*Point-based annotation data*
Begin

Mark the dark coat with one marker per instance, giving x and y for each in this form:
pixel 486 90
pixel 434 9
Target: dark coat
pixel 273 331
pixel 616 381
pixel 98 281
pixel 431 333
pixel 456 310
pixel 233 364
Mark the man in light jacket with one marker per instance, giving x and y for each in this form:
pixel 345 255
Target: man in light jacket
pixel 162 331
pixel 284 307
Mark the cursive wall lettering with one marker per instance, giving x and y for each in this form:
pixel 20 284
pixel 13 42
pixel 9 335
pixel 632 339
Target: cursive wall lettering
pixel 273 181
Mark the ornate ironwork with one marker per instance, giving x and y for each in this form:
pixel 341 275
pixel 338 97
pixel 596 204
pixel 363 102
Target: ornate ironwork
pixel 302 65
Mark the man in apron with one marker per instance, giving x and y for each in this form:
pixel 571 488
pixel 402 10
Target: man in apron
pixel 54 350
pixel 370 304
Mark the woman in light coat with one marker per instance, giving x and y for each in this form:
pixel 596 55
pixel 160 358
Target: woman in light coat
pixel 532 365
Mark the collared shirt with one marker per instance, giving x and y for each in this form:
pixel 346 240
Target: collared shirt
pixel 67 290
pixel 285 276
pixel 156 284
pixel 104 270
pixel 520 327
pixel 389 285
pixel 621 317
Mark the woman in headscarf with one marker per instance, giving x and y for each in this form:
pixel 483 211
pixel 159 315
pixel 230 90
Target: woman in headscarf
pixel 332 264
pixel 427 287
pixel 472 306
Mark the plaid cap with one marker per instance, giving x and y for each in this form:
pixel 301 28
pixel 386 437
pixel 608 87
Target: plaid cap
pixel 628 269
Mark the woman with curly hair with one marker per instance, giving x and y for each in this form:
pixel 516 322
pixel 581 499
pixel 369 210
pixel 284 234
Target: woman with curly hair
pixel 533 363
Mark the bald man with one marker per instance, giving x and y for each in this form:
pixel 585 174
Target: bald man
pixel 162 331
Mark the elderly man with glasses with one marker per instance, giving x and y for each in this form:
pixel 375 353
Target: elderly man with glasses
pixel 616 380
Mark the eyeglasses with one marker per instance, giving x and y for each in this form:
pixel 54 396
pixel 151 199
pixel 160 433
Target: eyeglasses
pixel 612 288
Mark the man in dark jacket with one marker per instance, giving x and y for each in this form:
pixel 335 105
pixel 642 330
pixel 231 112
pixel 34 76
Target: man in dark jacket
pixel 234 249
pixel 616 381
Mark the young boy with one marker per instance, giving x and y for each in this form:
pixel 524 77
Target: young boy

End

*The request*
Reproduce all of the lines above exactly, without changing anything.

*Task solution*
Mark the dark coat with one marker per instance, giving x and y for each in this form:
pixel 486 90
pixel 434 9
Target: dark coat
pixel 273 331
pixel 616 381
pixel 98 281
pixel 431 333
pixel 456 310
pixel 233 364
Mark the man in light jacket with one marker per instance, giving x and y for each in this form:
pixel 345 255
Target: man in light jacket
pixel 162 331
pixel 284 307
Mark the cursive wall lettering with one marker per instance, giving x and y for each in this form:
pixel 20 284
pixel 13 42
pixel 9 335
pixel 632 339
Target: cursive wall lettering
pixel 273 181
Mark the ornate ironwork with one marker per instance, giving x and y for each in this form:
pixel 341 275
pixel 338 97
pixel 596 204
pixel 363 102
Target: ornate ironwork
pixel 302 65
Mark the man in apron with one marker per instance, giving x and y for each in this form:
pixel 571 488
pixel 402 10
Target: man in apron
pixel 54 350
pixel 370 304
Mark the woman in light coat with one marker per instance, giving x and y for each in this form:
pixel 596 55
pixel 160 358
Target: woman in light coat
pixel 532 365
Mark the collared shirt with one marker per instance, giving x and y for each in this form:
pixel 346 240
Target: collared shirt
pixel 67 290
pixel 285 276
pixel 156 284
pixel 104 270
pixel 520 327
pixel 389 285
pixel 621 317
Mark the woman in headscarf with one marker per instance, giving x and y for each in this form:
pixel 483 211
pixel 159 315
pixel 230 90
Target: woman in headscarf
pixel 332 264
pixel 427 287
pixel 472 306
Mark the plaid cap with one marker per instance, giving x and y for each in this form:
pixel 301 28
pixel 386 437
pixel 608 87
Target: plaid cap
pixel 628 269
Mark the woman with curly hair with one marker per instance, giving x and y for each in this form:
pixel 516 322
pixel 581 499
pixel 369 210
pixel 284 234
Target: woman with curly hair
pixel 533 363
Mark the bald man with one marker per instance, giving x and y for each in this form:
pixel 585 174
Target: bald man
pixel 162 331
Mark the elderly man with glasses with one marker per instance, giving x and y for each in this form:
pixel 375 353
Target: elderly man with glasses
pixel 616 380
Mark the eyeglasses with one marker per instance, giving x and y for each in this form:
pixel 54 396
pixel 151 199
pixel 160 433
Target: eyeglasses
pixel 612 288
Mark the man in dark jacket with one marker per instance, giving x and y for each in this form:
pixel 335 105
pixel 642 330
pixel 231 112
pixel 34 76
Target: man in dark jacket
pixel 234 249
pixel 616 381
Mark the young boy with one marker per instance, giving x and y for each in this form:
pixel 524 77
Target: young boy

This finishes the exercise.